==== Text excerpt ====
She said her father spent months in hospital and she was told the morning after the crash that he was not going to survive.
Mr Ross was flown to Westmead Hospital in a critical condition and placed in an induced coma, suffering from lower leg and internal injuries.
“My Dad will never be the same again,” his daughter said on Tuesday. “My Dad has had to stand down from the fire brigade.”
William “Jock” Ross, now aged in his late 70s, founded the Comanchero bikie gang.
He spent five years behind bars over his role in the infamous 1984 Milperra Massacre, telling Nine’s A Current Affair in early 2019 about his new life as captain of the NSW Rural Fire Service’s Spencer brigade.
Mr Ross received a Commissioner’s Commendation for Bravery for risking his life, with his deputy, by forcing entry to a house to save a resident and his dog from a fire in April 2019.
Prosecutors on Monday had told the court Ms Teo’s trial would rest on the single issue of automatism. They were waiting on a psychiatric report but expected the trial to run for five days.
The defence of automatism is concerned with involuntariness.
“Criminal responsibility does not attach to an act done in a state of automatism, that is, where the act is not done in consciousness of the nature of the act and in exercise of a choice to do an act of that nature,” the Judicial Commission of New South Wales states.
A spokeswoman for the Office of the Director of Public Prosecutions said: “This matter was withdrawn in the District Court this morning. The Office has no further comment.”
====
Exercise A
Print the part of the news excerpt from "She said her" up to and including "in April 2019.".
Exercise B
State whether each of the following agrees with the news excerpt, answering yes or no and quoting the deciding words. (i) Mr Ross was flown to Westmead Hospital in a critical condition. (ii) Mr Ross spent ten years behind bars over his role in the Milperra Massacre. (iii) Prosecutors expected Ms Teo's trial to run for five days.
==== Listed records ====
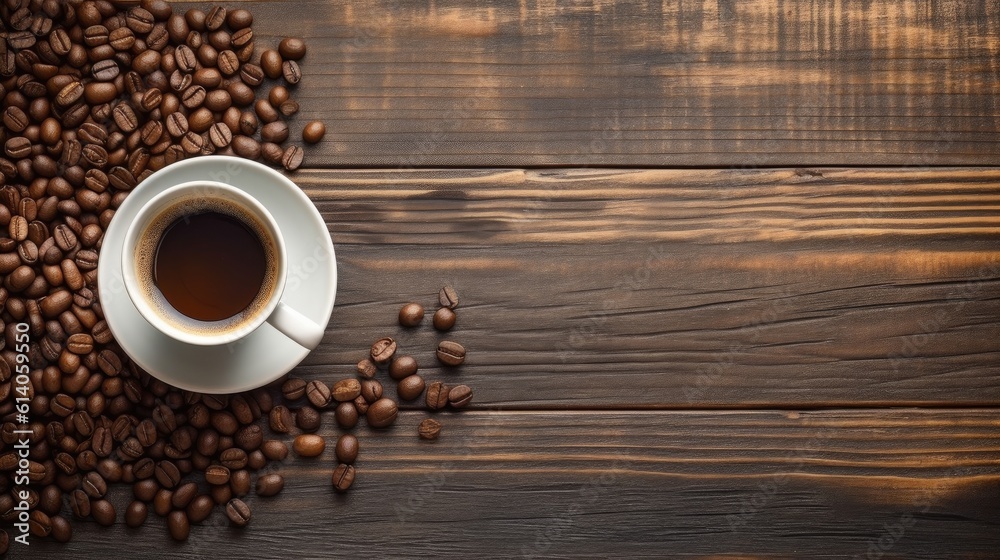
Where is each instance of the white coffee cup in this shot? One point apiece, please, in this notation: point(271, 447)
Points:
point(139, 255)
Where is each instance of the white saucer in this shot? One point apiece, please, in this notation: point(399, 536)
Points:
point(265, 354)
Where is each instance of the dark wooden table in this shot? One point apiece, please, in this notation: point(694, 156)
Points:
point(729, 271)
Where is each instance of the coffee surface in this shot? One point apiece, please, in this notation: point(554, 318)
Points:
point(209, 266)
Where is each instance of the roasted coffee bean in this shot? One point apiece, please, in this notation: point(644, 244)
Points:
point(80, 343)
point(135, 514)
point(346, 390)
point(238, 512)
point(460, 396)
point(318, 393)
point(178, 525)
point(79, 502)
point(183, 495)
point(411, 314)
point(251, 74)
point(308, 445)
point(402, 367)
point(292, 158)
point(220, 135)
point(437, 395)
point(371, 390)
point(167, 474)
point(410, 388)
point(187, 61)
point(444, 319)
point(270, 63)
point(382, 413)
point(94, 485)
point(448, 297)
point(308, 419)
point(292, 48)
point(383, 350)
point(280, 419)
point(450, 353)
point(343, 477)
point(429, 429)
point(291, 72)
point(312, 133)
point(367, 368)
point(233, 458)
point(217, 474)
point(346, 415)
point(270, 485)
point(229, 63)
point(347, 449)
====
Answer box A
She said her father spent months in hospital and she was told the morning after the crash that he was not going to survive.
Mr Ross was flown to Westmead Hospital in a critical condition and placed in an induced coma, suffering from lower leg and internal injuries.
“My Dad will never be the same again,” his daughter said on Tuesday. “My Dad has had to stand down from the fire brigade.”
William “Jock” Ross, now aged in his late 70s, founded the Comanchero bikie gang.
He spent five years behind bars over his role in the infamous 1984 Milperra Massacre, telling Nine’s A Current Affair in early 2019 about his new life as captain of the NSW Rural Fire Service’s Spencer brigade.
Mr Ross received a Commissioner’s Commendation for Bravery for risking his life, with his deputy, by forcing entry to a house to save a resident and his dog from a fire in April 2019.

Answer box B
(i) Yes: "Mr Ross was flown to Westmead Hospital in a critical condition"
(ii) No: "He spent five years behind bars over his role in the infamous 1984 Milperra Massacre"
(iii) Yes: "expected the trial to run for five days"